PROBLEM TO SOLVE: Copy the lines below word for word, but leave out the pictures.
### SOURCE DATA
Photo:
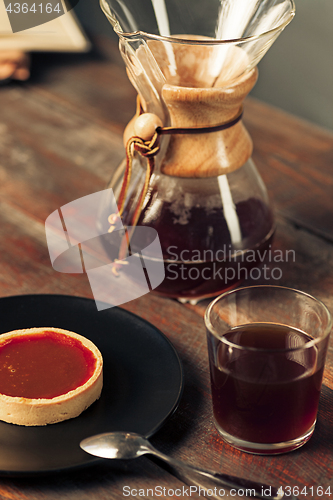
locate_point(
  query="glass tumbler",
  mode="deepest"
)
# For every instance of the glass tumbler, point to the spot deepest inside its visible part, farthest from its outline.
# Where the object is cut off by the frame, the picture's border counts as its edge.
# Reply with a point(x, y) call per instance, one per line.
point(267, 347)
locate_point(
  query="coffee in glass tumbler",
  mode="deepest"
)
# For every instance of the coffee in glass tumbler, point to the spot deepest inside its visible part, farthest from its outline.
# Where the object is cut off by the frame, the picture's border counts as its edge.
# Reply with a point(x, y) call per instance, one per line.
point(267, 347)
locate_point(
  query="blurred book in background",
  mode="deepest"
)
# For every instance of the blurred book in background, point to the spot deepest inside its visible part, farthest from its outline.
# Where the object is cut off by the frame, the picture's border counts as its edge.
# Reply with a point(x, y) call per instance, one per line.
point(63, 33)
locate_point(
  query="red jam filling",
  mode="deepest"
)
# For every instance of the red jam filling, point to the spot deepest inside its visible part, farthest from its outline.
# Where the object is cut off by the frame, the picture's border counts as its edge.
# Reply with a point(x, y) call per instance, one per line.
point(44, 365)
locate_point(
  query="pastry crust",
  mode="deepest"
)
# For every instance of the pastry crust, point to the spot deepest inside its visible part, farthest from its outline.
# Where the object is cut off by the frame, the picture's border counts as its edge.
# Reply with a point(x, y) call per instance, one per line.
point(33, 412)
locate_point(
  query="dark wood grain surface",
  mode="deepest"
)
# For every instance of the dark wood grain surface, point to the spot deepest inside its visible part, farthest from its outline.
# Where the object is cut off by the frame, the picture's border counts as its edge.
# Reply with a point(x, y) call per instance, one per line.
point(60, 139)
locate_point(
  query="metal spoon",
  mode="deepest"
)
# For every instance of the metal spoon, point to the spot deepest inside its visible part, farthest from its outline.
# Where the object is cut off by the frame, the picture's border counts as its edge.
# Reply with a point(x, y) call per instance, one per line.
point(130, 445)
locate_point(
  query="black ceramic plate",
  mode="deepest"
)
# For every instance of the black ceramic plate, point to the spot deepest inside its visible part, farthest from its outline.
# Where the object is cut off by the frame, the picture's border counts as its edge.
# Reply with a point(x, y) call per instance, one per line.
point(142, 381)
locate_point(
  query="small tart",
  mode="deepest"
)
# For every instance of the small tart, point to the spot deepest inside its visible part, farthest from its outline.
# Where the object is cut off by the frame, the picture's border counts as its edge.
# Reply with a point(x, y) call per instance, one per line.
point(47, 375)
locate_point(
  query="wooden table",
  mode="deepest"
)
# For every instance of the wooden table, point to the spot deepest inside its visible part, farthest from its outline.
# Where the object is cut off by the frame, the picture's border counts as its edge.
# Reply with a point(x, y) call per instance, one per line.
point(60, 139)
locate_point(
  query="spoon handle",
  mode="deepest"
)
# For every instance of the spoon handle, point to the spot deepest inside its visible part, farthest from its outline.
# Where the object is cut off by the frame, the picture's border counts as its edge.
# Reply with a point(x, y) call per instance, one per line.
point(261, 490)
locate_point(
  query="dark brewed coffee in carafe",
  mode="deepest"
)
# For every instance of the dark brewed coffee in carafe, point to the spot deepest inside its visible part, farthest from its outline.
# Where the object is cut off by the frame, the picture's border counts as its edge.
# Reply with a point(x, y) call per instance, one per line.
point(203, 196)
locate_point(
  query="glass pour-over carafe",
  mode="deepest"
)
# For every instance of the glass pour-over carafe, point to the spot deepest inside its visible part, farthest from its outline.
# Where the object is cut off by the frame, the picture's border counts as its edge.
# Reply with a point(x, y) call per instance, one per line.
point(192, 64)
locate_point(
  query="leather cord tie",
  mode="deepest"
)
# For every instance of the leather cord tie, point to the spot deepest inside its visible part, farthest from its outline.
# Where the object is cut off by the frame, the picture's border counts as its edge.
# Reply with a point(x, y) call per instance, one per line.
point(149, 150)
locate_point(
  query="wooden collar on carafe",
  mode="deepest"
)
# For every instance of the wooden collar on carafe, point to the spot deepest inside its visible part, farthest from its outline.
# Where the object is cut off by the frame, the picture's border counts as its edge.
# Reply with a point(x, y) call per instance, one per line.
point(225, 146)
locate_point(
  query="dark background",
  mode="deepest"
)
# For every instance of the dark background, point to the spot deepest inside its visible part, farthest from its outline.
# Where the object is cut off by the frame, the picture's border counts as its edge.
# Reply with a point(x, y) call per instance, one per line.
point(297, 72)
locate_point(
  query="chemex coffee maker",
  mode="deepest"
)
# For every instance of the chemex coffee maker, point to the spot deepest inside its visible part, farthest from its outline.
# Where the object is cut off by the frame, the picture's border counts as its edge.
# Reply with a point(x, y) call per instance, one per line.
point(188, 171)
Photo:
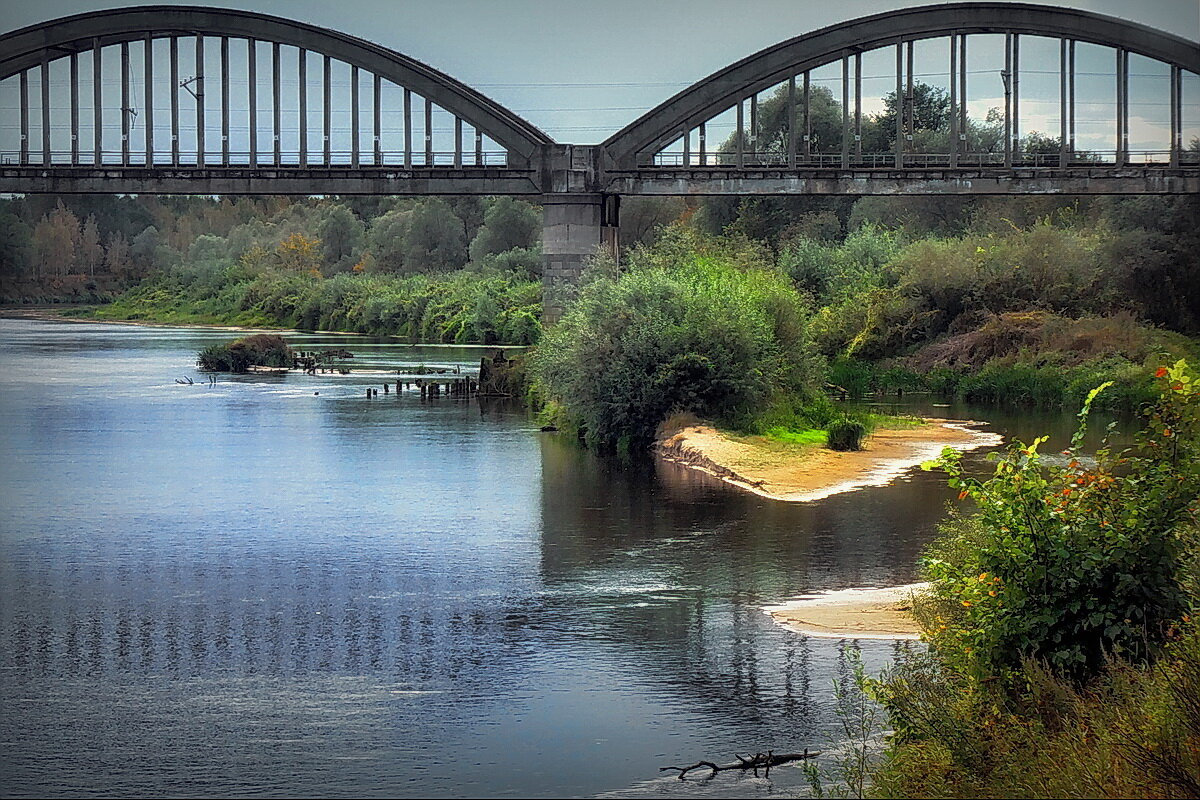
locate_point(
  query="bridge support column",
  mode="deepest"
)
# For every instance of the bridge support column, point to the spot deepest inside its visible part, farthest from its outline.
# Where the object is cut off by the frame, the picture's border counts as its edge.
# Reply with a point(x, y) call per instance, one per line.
point(575, 228)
######
IN RESPONSE:
Photo:
locate_point(
  query="glass tumbler",
  mode="deepest"
)
# For every instance of the glass tumbler, point to the spot deepest inside its visible part, farthest from its outline.
# Where the object is cut off by the frame, the picture's border counts as its edge.
# Reply with a point(x, y) call per instance, one per line.
point(267, 347)
locate_point(
  query="coffee in glass tumbler",
  mode="deepest"
)
# For every instance of the coffee in glass tumbler, point to the spot deepest inside its visible part, farthest from its outline.
# Where the object is cut off by the frame, the picture's border counts as its edge.
# Reply with a point(x, y) call per instance, one per line.
point(267, 347)
locate_point(
  query="blurred book in background",
  mode="deepest"
)
# For every instance of the blurred book in background, point to the spot deepest inside its visible part, farthest from its outline.
# Where the object is cut off by the frame, the picture's border counts as its edge.
# Reply with a point(x, y) call per instance, one per line.
point(63, 33)
locate_point(
  query="red jam filling",
  mode="deepest"
)
# For every instance of the red jam filling, point to the spot deepest inside its visible part, farthest from its outline.
# Where the object is cut off by the frame, the picture's border counts as its edge.
# Reply with a point(x, y) call per instance, one per line.
point(44, 365)
locate_point(
  query="pastry crust",
  mode="deepest"
)
# For every instance of the pastry crust, point to the spot deepest inside its visible part, farthest from its outline.
# Where the object is cut off by the frame, the picture's border counts as its edge.
# Reply with a point(x, y) call per instance, one per line.
point(33, 412)
locate_point(
  query="dark wood grain surface",
  mode="deepest"
)
# For every instance of the dark wood grain surface, point to the spot deepest inside its visible part, farthest from its outline.
# Where the object is cut off by the frame, the picture's border counts as its edge.
# Reply with a point(x, y) call per instance, one per line.
point(60, 139)
locate_point(
  query="metal spoon",
  mode="deepest"
)
# For every instance of the metal spoon, point to the spot deepest inside its visible part, farthest from its outline.
# Where the object is cut off by the frame, the picture's border counts as its edge.
# Reply with a point(x, y) call per instance, one per line.
point(130, 445)
locate_point(
  query="black ceramic plate",
  mode="deepest"
)
# For every instance of the black ceramic plate, point to the spot deepest inside its visible part, farthest from its outline.
# Where the object is cut off by the frame, the picture's border counts as its edge.
# Reply with a point(x, y) call per instance, one per line.
point(142, 381)
locate_point(
  query="small tart",
  mode="deepest"
)
# For every instance of the small tart, point to the spot deepest inside its visible part, farthest from its outline.
# Where the object is cut off by the frame, the picture's border counts as its edge.
# Reply with a point(x, y) call per instance, one per line.
point(47, 375)
locate_point(
  query="wooden table",
  mode="deepest"
)
# For every instance of the wooden table, point to the spot deepest inside its visible part, farthest from its outline.
# Where the object is cut off by the frame, the picture's border counts as its edge.
# Reply with a point(x, y) call per instance, one per line.
point(60, 139)
locate_point(
  query="spoon handle",
  mode="deepest"
)
# For every instance of the spoon handle, point to the spot deepest inside its visible part, farthest from its outline.
# Where the object is cut off by the frame, the picture's border counts as its edge.
# Reply with a point(x, y) call per instance, one per line.
point(261, 490)
locate_point(
  query="dark brewed coffee in carafe",
  mode="deepest"
)
# For every instance of the dark brewed coffee in carafe, point to the spot deepest inside its visible part, farthest from its outline.
# Where the object is cut off by the frame, the picture's border counts as its edge.
# Reply with a point(x, y) call per instance, one per line.
point(203, 196)
locate_point(
  query="glass pour-over carafe",
  mode="deepest"
)
# For every instance of the glass pour-over carafe, point to the spot deepest inside its visible part, farthest from its outline.
# Where the object is cut off by the frame, the picture's border counts as its edge.
# Reply with a point(x, y) call per instance, one per line.
point(192, 64)
locate_point(
  query="leather cord tie",
  mode="deepest"
)
# For every instance of the leather cord tie, point to the spot deepest inside its visible part, farthest from its outline.
# Where the object is cut off by the frame, the picture's border counts as its edge.
# Reply with a point(x, y) call per instance, one per line.
point(149, 150)
locate_point(
  query="wooden collar on carafe",
  mode="deepest"
)
# For every instance of the wooden collar on carafe, point to the spot deepest inside its visible part, farthest from its outline.
# Where the object is cut off by the frame, the picture's border counts as its edge.
# Reply with a point(x, y) call per instance, one per line.
point(225, 146)
locate_point(
  query="dark background",
  mode="deepest"
)
# For every instance of the dark background, point to the spot deepest inside its visible part, farthest from its outline.
# Where the object is cut off by the frame, the picture's border counts as its edge.
# Reply with a point(x, y) call per instance, one per line.
point(297, 72)
locate_point(
  query="chemex coffee maker",
  mode="deepest"
)
# For every instance of the chemex coffee maker, point to the spot deepest inside its visible part, farthest from its outline.
# Where the object is cut off by the frame, the picture's border counts as its edge.
# Reply with a point(x, y) call per instance, one per line.
point(188, 171)
Photo:
locate_point(
  query="bridge support column",
  mode="deepest"
)
# For every instance of the bridge support column, point to the spot deepest inside its visible part, farthest from its outline.
# Where the object is cut off by the frame, the picture's border counts as its edge.
# Reply with a point(x, y) call per instance, one per line.
point(575, 228)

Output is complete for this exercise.